- _CHALLENGE 1_:
Summarize the interview excerpt in two sentences.
- _CHALLENGE 2_:
Repeat the interview excerpt word for word, everything from "Jobs are critically" down to "of new industries.".

- _SOURCE DOCUMENT_:
________________________
We all understand that the Internet revolution is inevitable at this point, but it’s also kind of controversial. There are scads of new jobs at Facebook and Twitter and other places, but what about the ones that are destroyed by the inroads of technology into every industry? Are you actually creating more than you’re destroying?

Marc Andreessen:

Jobs are critically important, but looking at economic change through the impact on jobs has always been a difficult way to think about economic progress. Let’s take a historical example. Once upon a time, 100% of the United States effectively was in agriculture, right? Now it’s down to 3%. Productivity in agriculture has exploded. Output has never been higher. The same thing happened in manufacturing 150 years ago or so. It would have been very easy to say, “Stop economic progress because what are all the farmers going to do if they can’t farm?” And of course, we didn’t stop the progress of mechanization and manufacturing, and our answer instead was the creation of new industries.

Andy Serwer:

And the same story will play out with the Internet?
________________________
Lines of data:
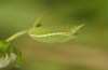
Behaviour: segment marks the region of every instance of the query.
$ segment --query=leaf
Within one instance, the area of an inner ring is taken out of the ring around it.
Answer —
[[[22,53],[18,48],[14,47],[14,53],[17,55],[16,59],[14,60],[14,64],[17,68],[22,66]]]

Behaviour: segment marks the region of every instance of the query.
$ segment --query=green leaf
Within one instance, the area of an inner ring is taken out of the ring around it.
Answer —
[[[14,60],[15,66],[19,68],[22,66],[22,53],[18,48],[13,48],[14,53],[17,55],[16,59]]]

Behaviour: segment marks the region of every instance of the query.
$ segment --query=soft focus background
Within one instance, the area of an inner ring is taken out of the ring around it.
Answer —
[[[23,53],[23,66],[0,70],[108,70],[108,0],[0,0],[0,40],[32,27],[73,26],[85,23],[78,41],[42,43],[28,36],[13,44]]]

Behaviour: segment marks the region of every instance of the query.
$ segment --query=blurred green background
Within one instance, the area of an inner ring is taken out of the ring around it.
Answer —
[[[73,26],[85,23],[78,41],[42,43],[28,36],[13,44],[23,53],[23,66],[0,70],[108,70],[108,0],[0,0],[0,40],[32,27]]]

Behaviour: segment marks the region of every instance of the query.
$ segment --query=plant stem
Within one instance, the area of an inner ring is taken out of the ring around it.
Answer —
[[[19,32],[17,32],[17,33],[13,34],[12,37],[8,38],[8,39],[5,40],[5,42],[11,42],[11,41],[17,39],[18,37],[21,37],[21,36],[23,36],[23,34],[26,34],[27,32],[28,32],[28,30],[19,31]]]
[[[43,17],[43,15],[46,13],[48,11],[45,10],[35,22],[33,27],[36,28],[36,26],[38,25],[39,20]]]

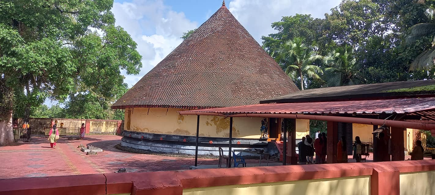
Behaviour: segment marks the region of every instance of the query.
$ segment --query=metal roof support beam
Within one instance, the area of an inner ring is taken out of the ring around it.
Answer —
[[[195,166],[198,166],[198,140],[199,139],[199,115],[196,121],[196,141],[195,143]]]

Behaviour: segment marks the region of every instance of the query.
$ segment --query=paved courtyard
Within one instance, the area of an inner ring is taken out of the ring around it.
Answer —
[[[121,137],[87,135],[81,140],[61,138],[56,149],[50,147],[47,138],[33,138],[17,146],[0,147],[0,178],[112,173],[121,167],[129,172],[188,169],[194,159],[136,154],[115,148]],[[77,148],[91,145],[104,151],[86,155]],[[198,164],[217,164],[216,159],[198,159]]]
[[[83,140],[61,139],[57,148],[50,147],[47,138],[34,138],[18,146],[0,147],[0,178],[44,177],[69,175],[112,173],[121,167],[129,172],[189,169],[194,159],[137,154],[117,149],[121,137],[114,135],[87,135]],[[77,148],[80,144],[101,148],[104,152],[86,155]],[[372,160],[371,155],[368,158]],[[410,157],[407,156],[405,159]],[[354,161],[349,156],[349,162]],[[425,158],[425,159],[429,159]],[[216,159],[199,159],[198,165],[217,165]],[[258,163],[258,161],[248,161]]]

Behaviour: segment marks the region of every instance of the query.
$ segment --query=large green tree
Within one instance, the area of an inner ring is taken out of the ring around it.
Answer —
[[[2,83],[20,98],[25,119],[31,108],[48,97],[62,102],[90,94],[109,102],[124,88],[120,69],[139,72],[141,56],[128,34],[114,25],[113,3],[110,0],[0,2]],[[0,116],[9,117],[7,112]],[[3,132],[12,133],[8,126],[0,126]]]
[[[303,39],[295,37],[281,44],[278,50],[276,62],[285,68],[285,73],[293,80],[298,79],[300,87],[305,87],[304,75],[321,81],[319,74],[323,73],[320,67],[313,62],[320,59],[322,56],[316,55],[313,49],[303,42]]]
[[[324,62],[325,87],[353,85],[364,83],[364,78],[355,66],[353,48],[348,45],[339,47],[325,56]]]
[[[435,1],[430,1],[435,4]],[[431,22],[421,23],[411,26],[406,41],[408,44],[420,44],[421,39],[428,38],[432,41],[430,43],[430,48],[423,52],[412,62],[409,67],[409,69],[412,71],[430,70],[433,68],[435,65],[435,22],[433,21],[435,16],[435,8],[433,4],[431,4],[428,7],[425,13]],[[429,45],[425,42],[421,42],[421,44]]]

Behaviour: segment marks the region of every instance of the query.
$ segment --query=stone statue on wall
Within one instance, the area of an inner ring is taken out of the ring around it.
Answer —
[[[268,120],[266,118],[261,120],[261,127],[260,128],[261,133],[260,138],[264,138],[267,136],[268,133]]]

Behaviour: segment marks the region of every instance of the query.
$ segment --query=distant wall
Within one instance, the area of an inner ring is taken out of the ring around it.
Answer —
[[[0,194],[432,195],[435,161],[394,161],[0,179]]]
[[[178,112],[186,109],[162,108],[134,108],[125,110],[124,129],[152,133],[195,136],[197,116],[181,115]],[[258,139],[261,120],[259,117],[233,118],[233,137]],[[199,136],[228,137],[230,118],[201,116]],[[296,120],[297,139],[309,133],[309,120]]]
[[[60,127],[60,124],[64,123],[64,127],[78,128],[81,127],[82,124],[84,124],[87,130],[87,134],[104,134],[114,135],[117,132],[119,134],[124,130],[123,126],[121,125],[122,120],[103,120],[98,119],[77,119],[66,118],[54,118],[57,120],[57,127]],[[23,127],[23,119],[13,118],[13,122],[18,123],[18,127]],[[29,124],[30,127],[48,127],[51,124],[51,118],[30,118]],[[89,128],[88,128],[88,127]]]

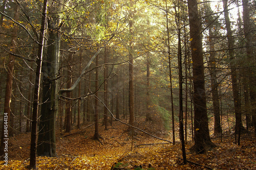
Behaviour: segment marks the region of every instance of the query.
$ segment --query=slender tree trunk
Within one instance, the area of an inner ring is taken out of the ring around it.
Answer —
[[[211,142],[208,129],[206,109],[204,61],[197,1],[188,0],[188,16],[192,60],[194,101],[194,149],[204,153],[215,146]]]
[[[251,21],[250,19],[250,15],[249,11],[249,1],[243,0],[243,18],[244,20],[244,32],[246,40],[246,55],[247,58],[252,63],[255,63],[255,57],[253,56],[253,51],[252,48],[252,40],[251,34]],[[251,99],[251,103],[252,104],[252,121],[254,127],[254,135],[256,137],[256,109],[255,109],[256,104],[256,90],[255,90],[255,86],[256,84],[256,77],[255,76],[255,69],[250,70],[250,73],[248,72],[248,77],[250,77],[250,96]],[[247,115],[248,117],[248,115]],[[247,118],[248,119],[248,118]]]
[[[118,74],[117,74],[116,77],[116,83],[117,84],[119,84],[119,76]],[[116,89],[116,118],[118,119],[120,119],[120,95],[119,95],[119,87],[117,87]]]
[[[223,8],[224,9],[225,22],[227,30],[227,37],[228,40],[228,47],[229,59],[230,60],[229,66],[231,69],[231,78],[232,82],[232,89],[233,91],[233,98],[234,102],[234,114],[236,116],[235,141],[237,143],[237,134],[238,134],[237,143],[240,144],[240,132],[242,127],[242,116],[241,102],[239,98],[239,87],[237,81],[238,71],[236,68],[236,64],[234,56],[234,41],[232,38],[232,33],[231,29],[230,21],[227,8],[227,0],[223,0]]]
[[[148,24],[149,25],[149,24]],[[150,99],[150,55],[148,53],[146,54],[146,121],[152,121],[153,118],[151,115],[151,102]]]
[[[72,61],[72,54],[70,54],[69,55],[68,61]],[[72,85],[72,66],[71,65],[69,66],[69,69],[68,71],[68,75],[69,78],[68,78],[69,80],[67,83],[67,88],[69,89],[71,87]],[[69,91],[67,92],[67,97],[68,98],[72,98],[72,91]],[[67,120],[67,124],[66,127],[66,132],[69,133],[71,130],[71,113],[72,113],[72,102],[71,100],[68,100],[66,102],[66,120]]]
[[[58,71],[60,38],[55,26],[58,23],[48,20],[49,29],[47,53],[42,65],[42,104],[39,124],[38,147],[39,156],[55,157],[55,117],[58,109],[57,81]]]
[[[36,67],[35,77],[35,85],[34,86],[34,94],[33,101],[33,112],[31,125],[31,140],[30,144],[30,160],[29,168],[36,168],[36,149],[37,143],[37,116],[38,114],[38,102],[40,91],[40,82],[41,80],[41,70],[42,60],[42,52],[45,40],[45,30],[46,23],[46,15],[47,12],[47,0],[44,1],[42,12],[42,20],[40,30],[40,39],[38,45],[38,51],[36,60]]]
[[[130,3],[132,1],[130,0]],[[132,5],[133,3],[131,3]],[[131,36],[130,42],[129,42],[129,124],[134,126],[134,71],[133,71],[133,16],[132,12],[130,11],[130,19],[129,20],[129,30],[130,34]],[[129,127],[129,130],[131,133],[135,134],[134,130]]]
[[[81,50],[80,53],[80,66],[79,66],[79,75],[81,75],[82,72],[82,51]],[[78,96],[81,95],[81,82],[80,81],[78,84]],[[78,112],[77,112],[77,128],[80,129],[80,115],[81,114],[81,99],[78,99]]]
[[[108,47],[105,47],[105,52],[104,53],[104,63],[108,63]],[[105,105],[108,106],[108,65],[105,65],[104,67],[104,103]],[[105,126],[105,130],[108,130],[108,109],[104,107],[104,125]]]
[[[19,7],[15,5],[14,9],[14,19],[18,20],[19,18]],[[1,17],[3,16],[1,15]],[[17,26],[13,23],[13,30],[12,32],[11,38],[11,46],[15,45],[15,39],[17,37],[18,28]],[[14,77],[14,68],[15,64],[15,57],[11,55],[9,55],[9,61],[7,65],[7,75],[6,78],[6,84],[5,87],[5,103],[4,105],[4,115],[3,120],[4,120],[2,126],[2,130],[1,133],[1,143],[0,144],[0,156],[1,159],[3,159],[3,156],[8,152],[4,151],[5,144],[4,142],[7,142],[9,135],[11,134],[11,129],[10,128],[11,118],[11,103],[12,100],[12,82]]]
[[[1,12],[3,13],[5,13],[5,6],[6,4],[6,0],[4,0],[3,2],[2,5],[1,6]],[[1,17],[0,17],[0,27],[3,26],[3,21],[4,21],[4,15],[1,15]]]
[[[169,78],[170,79],[170,104],[172,107],[172,123],[173,130],[173,144],[175,144],[175,124],[174,119],[174,105],[173,92],[173,83],[172,83],[172,67],[170,65],[170,38],[169,35],[169,25],[168,21],[168,13],[167,9],[167,1],[165,0],[165,10],[166,16],[166,29],[167,29],[167,37],[168,40],[168,61],[169,66]]]
[[[32,79],[32,69],[30,69],[30,72],[29,74],[29,81],[31,81]],[[29,85],[29,89],[28,89],[28,100],[29,102],[28,102],[28,103],[27,104],[27,124],[26,126],[26,132],[30,132],[30,125],[31,125],[31,122],[29,120],[29,119],[31,119],[31,88],[32,88],[32,85],[30,83]]]
[[[221,124],[220,114],[220,104],[219,102],[219,84],[217,82],[217,76],[216,71],[216,60],[215,58],[215,48],[214,35],[212,34],[211,27],[209,28],[209,45],[210,45],[210,59],[209,66],[210,69],[210,76],[211,79],[211,94],[212,95],[212,103],[214,105],[214,134],[219,136],[222,133]]]
[[[96,56],[96,67],[97,67],[99,65],[99,57],[97,55]],[[94,122],[95,124],[95,129],[94,131],[94,138],[95,139],[99,140],[99,138],[100,138],[100,136],[99,135],[99,100],[98,100],[98,91],[99,90],[99,70],[98,68],[96,68],[96,72],[95,72],[95,115],[94,115]]]
[[[184,125],[183,125],[183,76],[182,76],[182,57],[181,54],[181,29],[180,28],[180,11],[179,2],[178,5],[178,11],[175,8],[175,21],[178,29],[178,67],[179,72],[179,134],[180,139],[181,141],[181,147],[182,150],[182,157],[184,164],[187,163],[186,155],[186,149],[185,148],[185,140],[184,138]]]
________________________
- _FULL SOLUTION 1_:
The interview excerpt asks whether the Internet, which adds jobs at companies like Facebook and Twitter, creates more jobs than its spread into every industry destroys. Marc Andreessen answers that judging economic progress by its effect on jobs has always been difficult, pointing out that the United States went from effectively all of its people in agriculture to 3% while output rose to record levels, and that the response to mechanization was not to halt progress but to create new industries.

- _FULL SOLUTION 2_:
Jobs are critically important, but looking at economic change through the impact on jobs has always been a difficult way to think about economic progress. Let’s take a historical example. Once upon a time, 100% of the United States effectively was in agriculture, right? Now it’s down to 3%. Productivity in agriculture has exploded. Output has never been higher. The same thing happened in manufacturing 150 years ago or so. It would have been very easy to say, “Stop economic progress because what are all the farmers going to do if they can’t farm?” And of course, we didn’t stop the progress of mechanization and manufacturing, and our answer instead was the creation of new industries.